> [Task brief]:
Set out the listing below as a numbered list, starting at the line that has "Target: two-story house" and ending with the line that has "[[131, 164]]". Skip blank lines and leave the pictures out.

> [Stored records]:
----------

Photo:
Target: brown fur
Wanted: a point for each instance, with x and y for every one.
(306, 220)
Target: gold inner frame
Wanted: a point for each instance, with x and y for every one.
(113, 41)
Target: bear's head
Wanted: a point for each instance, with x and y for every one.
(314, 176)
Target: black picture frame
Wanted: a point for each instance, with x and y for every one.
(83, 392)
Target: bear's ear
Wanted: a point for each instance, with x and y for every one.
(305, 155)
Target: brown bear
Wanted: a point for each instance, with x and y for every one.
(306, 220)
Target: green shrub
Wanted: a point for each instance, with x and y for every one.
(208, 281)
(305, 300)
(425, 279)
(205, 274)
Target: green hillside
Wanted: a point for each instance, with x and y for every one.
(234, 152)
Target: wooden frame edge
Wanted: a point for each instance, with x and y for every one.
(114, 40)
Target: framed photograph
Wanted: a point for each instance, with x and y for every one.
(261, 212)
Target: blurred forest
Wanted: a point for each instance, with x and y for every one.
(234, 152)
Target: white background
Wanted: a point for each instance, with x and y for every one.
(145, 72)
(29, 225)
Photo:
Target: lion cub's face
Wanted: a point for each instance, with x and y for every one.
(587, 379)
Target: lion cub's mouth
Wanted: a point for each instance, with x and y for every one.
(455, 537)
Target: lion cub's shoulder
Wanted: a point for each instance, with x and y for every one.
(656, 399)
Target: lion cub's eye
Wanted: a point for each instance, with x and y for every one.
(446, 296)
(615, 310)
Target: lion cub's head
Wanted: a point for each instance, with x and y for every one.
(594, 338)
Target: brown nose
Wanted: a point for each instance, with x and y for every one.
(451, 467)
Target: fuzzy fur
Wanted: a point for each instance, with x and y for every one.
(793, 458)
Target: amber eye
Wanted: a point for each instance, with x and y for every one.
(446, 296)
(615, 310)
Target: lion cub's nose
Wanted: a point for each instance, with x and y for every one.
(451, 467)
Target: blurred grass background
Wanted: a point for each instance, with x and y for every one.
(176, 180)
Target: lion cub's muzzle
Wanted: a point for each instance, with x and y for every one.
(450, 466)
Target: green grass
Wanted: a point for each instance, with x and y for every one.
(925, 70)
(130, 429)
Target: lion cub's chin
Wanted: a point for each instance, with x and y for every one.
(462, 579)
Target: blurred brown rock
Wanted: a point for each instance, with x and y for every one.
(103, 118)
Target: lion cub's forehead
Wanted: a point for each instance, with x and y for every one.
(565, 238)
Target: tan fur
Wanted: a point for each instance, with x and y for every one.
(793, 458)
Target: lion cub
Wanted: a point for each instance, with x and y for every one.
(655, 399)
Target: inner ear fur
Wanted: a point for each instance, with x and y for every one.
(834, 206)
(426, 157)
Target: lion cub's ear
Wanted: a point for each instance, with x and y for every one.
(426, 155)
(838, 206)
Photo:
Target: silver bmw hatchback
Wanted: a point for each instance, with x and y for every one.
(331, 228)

----------

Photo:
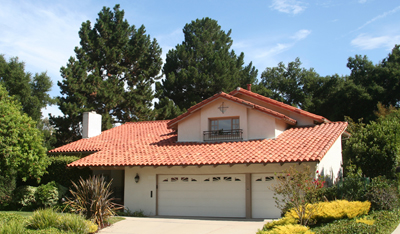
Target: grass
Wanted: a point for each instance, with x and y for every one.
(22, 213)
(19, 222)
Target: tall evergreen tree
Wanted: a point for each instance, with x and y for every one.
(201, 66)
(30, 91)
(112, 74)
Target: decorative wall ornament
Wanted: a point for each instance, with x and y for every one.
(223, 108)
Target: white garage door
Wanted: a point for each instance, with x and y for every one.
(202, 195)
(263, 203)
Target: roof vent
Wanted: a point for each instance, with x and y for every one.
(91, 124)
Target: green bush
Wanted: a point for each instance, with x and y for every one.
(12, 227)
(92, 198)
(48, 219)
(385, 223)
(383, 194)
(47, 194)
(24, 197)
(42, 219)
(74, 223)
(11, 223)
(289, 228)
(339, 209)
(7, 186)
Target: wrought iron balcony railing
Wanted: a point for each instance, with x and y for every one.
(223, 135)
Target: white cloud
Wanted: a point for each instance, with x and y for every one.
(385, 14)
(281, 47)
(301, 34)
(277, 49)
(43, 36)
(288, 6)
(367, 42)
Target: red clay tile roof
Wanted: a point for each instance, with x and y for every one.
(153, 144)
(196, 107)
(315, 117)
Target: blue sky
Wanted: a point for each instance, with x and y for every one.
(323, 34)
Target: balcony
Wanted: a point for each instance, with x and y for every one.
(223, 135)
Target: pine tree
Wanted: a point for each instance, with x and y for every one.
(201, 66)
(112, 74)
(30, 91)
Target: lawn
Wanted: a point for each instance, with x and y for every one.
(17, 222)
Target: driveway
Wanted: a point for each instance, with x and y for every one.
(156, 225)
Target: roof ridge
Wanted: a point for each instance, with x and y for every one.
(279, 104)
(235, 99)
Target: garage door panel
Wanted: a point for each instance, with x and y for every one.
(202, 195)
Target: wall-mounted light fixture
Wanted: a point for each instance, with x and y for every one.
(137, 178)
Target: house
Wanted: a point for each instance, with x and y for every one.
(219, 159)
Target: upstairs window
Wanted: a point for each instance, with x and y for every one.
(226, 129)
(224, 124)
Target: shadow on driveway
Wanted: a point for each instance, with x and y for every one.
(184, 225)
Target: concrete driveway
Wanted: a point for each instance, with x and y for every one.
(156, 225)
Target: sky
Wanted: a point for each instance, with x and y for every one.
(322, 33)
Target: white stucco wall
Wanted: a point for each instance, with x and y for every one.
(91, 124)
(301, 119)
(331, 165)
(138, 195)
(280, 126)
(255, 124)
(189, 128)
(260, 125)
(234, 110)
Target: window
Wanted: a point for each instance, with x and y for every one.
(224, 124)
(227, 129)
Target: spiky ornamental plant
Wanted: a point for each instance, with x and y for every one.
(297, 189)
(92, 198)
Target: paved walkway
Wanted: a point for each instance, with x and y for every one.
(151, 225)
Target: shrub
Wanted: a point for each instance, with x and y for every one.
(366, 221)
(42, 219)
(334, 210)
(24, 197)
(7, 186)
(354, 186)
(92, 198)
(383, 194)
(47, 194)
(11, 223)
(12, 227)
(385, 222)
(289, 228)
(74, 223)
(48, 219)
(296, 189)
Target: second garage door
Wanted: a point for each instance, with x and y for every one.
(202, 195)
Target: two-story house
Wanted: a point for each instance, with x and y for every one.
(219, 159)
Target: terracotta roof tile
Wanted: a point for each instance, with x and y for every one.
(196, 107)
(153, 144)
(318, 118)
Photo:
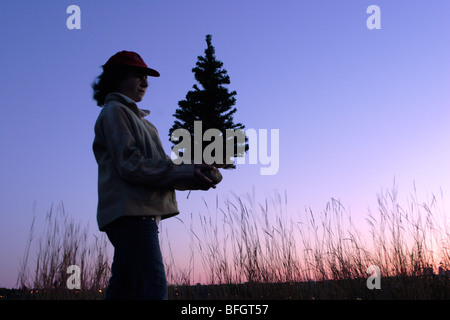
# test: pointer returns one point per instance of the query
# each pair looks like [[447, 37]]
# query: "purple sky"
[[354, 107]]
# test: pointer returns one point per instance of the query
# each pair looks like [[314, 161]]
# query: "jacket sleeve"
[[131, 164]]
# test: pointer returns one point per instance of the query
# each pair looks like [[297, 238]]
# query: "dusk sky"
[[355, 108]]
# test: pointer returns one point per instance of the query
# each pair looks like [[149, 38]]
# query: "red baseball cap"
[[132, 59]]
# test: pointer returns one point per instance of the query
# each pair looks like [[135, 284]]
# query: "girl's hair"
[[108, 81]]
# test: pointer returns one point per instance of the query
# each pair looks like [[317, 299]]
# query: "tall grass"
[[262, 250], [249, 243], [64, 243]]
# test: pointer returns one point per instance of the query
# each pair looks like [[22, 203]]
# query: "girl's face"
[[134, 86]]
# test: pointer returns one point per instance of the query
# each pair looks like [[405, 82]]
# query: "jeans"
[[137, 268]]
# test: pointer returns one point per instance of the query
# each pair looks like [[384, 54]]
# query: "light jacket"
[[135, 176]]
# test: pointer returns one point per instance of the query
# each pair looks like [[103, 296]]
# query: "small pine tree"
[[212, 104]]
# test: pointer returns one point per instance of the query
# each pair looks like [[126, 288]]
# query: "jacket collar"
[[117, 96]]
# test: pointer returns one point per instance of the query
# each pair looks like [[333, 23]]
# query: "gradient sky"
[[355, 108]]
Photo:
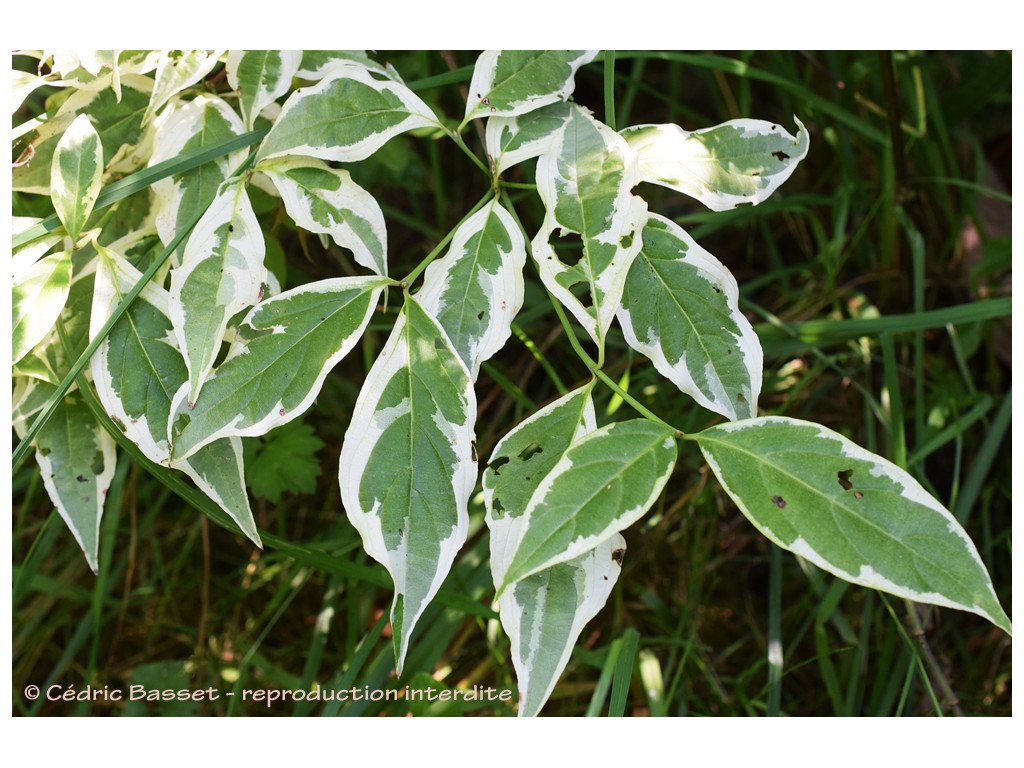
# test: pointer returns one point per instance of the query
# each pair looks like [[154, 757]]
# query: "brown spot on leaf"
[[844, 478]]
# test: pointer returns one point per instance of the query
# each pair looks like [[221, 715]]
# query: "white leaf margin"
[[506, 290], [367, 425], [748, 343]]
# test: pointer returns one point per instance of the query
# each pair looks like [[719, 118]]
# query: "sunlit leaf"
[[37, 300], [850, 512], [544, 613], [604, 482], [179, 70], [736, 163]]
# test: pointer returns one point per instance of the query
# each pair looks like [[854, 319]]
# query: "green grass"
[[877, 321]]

----------

> [Right answer]:
1. Target: two-story house
2. Wanted: a point for each instance, with x and y for every one.
3. (219, 159)
4. Target: terracotta roof tile
5. Wanted: a point for each instance, with x and y for every one.
6. (196, 107)
7. (153, 144)
8. (318, 118)
9. Photo:
10. # test: pointer returns one point per instance of the query
11. # each pair looks like [[447, 37]]
12. # query: "purple sky"
13. [[354, 107]]
14. # test: pointer returns one point per instance of the query
15. # each pair looks like [[314, 161]]
16. # query: "jacket sleeve"
17. [[131, 164]]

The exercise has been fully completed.